— begin SUPPLIED PASSAGE —
To limit the effect of ambient humidity on DMS, a gas-permeable membrane can be used to limit the water content of the sample while letting the compounds of interest through. In this post, we describe how humidity can effect the DMS response, and the process of adding a PDMS membrane to the sampling inlet of IonVision. The effectiveness of the membrane was tested with formic acid in different humidity conditions.
Humidity in DMS Measurements
Changes in humidity influence the sensitivity of DMS due to the increased proton affinity of water in high humidity conditions. Ambient humidity is often high indoors and in outdoor settings, and changes between days can be dramatic. This can cause problems for DMS, as the detection limit shifts, and the same concentration gives a different response depending on the humidity. This is especially troublesome in continuous monitoring situations, as the DMS response may shift during a time that no-one is actively following the process.
— end SUPPLIED PASSAGE —
- DIRECTION A:
Convert the records, starting with the line containing "of the blurred" and going on through the line containing "[[17, 90], [114, 96], [82, 91], [25, 91], [54, 94]]", into a two-column CSV with the columns request and reply. Give one row per item, with its wording and its answer each in a single quoted field and line breaks replaced by spaces.
- DIRECTION B:
Continue the passage on humidity in DMS measurements from the point at which it stops.
The passage above and the records that follow are unrelated to each other.
— begin GIVEN ENTRIES —
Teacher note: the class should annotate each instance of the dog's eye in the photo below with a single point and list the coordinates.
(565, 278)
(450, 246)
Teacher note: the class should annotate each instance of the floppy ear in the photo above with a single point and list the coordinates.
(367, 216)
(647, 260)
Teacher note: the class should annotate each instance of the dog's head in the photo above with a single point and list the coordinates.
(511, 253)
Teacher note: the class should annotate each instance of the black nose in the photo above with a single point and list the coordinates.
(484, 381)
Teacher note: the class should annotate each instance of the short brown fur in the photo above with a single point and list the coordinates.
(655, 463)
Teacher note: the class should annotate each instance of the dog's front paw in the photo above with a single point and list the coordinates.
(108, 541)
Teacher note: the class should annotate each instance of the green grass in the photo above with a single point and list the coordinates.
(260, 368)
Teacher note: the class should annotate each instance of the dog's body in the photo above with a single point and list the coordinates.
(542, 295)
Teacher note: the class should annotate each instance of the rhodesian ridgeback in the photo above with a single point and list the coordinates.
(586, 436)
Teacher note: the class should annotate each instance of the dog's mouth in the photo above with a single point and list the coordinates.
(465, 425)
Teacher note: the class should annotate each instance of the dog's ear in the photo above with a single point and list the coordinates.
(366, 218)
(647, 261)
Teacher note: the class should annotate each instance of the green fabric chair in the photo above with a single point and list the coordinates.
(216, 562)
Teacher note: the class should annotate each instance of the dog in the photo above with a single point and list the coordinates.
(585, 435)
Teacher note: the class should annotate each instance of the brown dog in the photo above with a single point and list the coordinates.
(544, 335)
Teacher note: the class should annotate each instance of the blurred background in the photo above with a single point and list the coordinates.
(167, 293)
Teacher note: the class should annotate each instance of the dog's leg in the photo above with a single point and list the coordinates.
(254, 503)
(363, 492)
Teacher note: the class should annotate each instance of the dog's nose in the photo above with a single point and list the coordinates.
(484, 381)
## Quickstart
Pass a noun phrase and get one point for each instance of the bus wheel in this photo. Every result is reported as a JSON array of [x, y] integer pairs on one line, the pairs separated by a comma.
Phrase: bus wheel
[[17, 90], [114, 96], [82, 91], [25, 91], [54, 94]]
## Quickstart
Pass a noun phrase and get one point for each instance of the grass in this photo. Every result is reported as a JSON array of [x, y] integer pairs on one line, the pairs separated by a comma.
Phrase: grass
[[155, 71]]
— end GIVEN ENTRIES —
- OUTPUT A:
request,reply
"Teacher note: the class should annotate each instance of the blurred background in the photo above with a single point and list the coordinates.","(167, 293)"
"Teacher note: the class should annotate each instance of the dog's leg in the photo above with a single point and list the coordinates.","(254, 503) (363, 492)"
"Teacher note: the class should annotate each instance of the dog's nose in the photo above with a single point and list the coordinates.","(484, 381)"
"## Quickstart Pass a noun phrase and get one point for each instance of the bus wheel in this photo. Every result is reported as a JSON array of [x, y] integer pairs on one line, the pairs separated by a comma. Phrase: bus wheel","[[17, 90], [114, 96], [82, 91], [25, 91], [54, 94]]"

- OUTPUT B:
PMDS Membrane with IonVision
The PDMS membrane setup is shown in the image below. The membrane was squished between two aluminum blocks. Dimensions of the membrane were 5x8x0.25mm. The wet sample was cycled on one side of the membrane using the sample pump of IonVision. The sensor pump was used to cycle air trough the clean side of the membrane and to the IonVision sensor. As such, the only addition needed was the membrane block, otherwise the existing tubes and pumps in IonVision were used.
The system was first tested by using water in a headspace chamber as the sample. The dewpoint of the sample was 2°C, and the dewpoint on the other side of the membrane was -47°C. While using an empty headspace chamber, the corresponding dewpoints were 17°C and -47°C. Thus, the additional water in the headspace chamber did not increase the humidity of the sample going to the sensor from ambient conditions.
Measurement of Formic Acid in High Humidity
Formic acid was selected as the test chemical due to a customer interest. Formic acid has also been previously sampled with DMS. The response is quite characteristic and depends heavily on the sample concentration. A solution with 0.05ml formic acid in 1l of water was prepared for the test.
The typical response for formic acid was able to be seen in a spectra taken immediately after connecting the headspace chamber. The solution was sampled for six minutes. The response intensified between the first and second measurements, but no clear difference was seen between the second and third measurements, started 2 and 4 minutes after the connection, respectively.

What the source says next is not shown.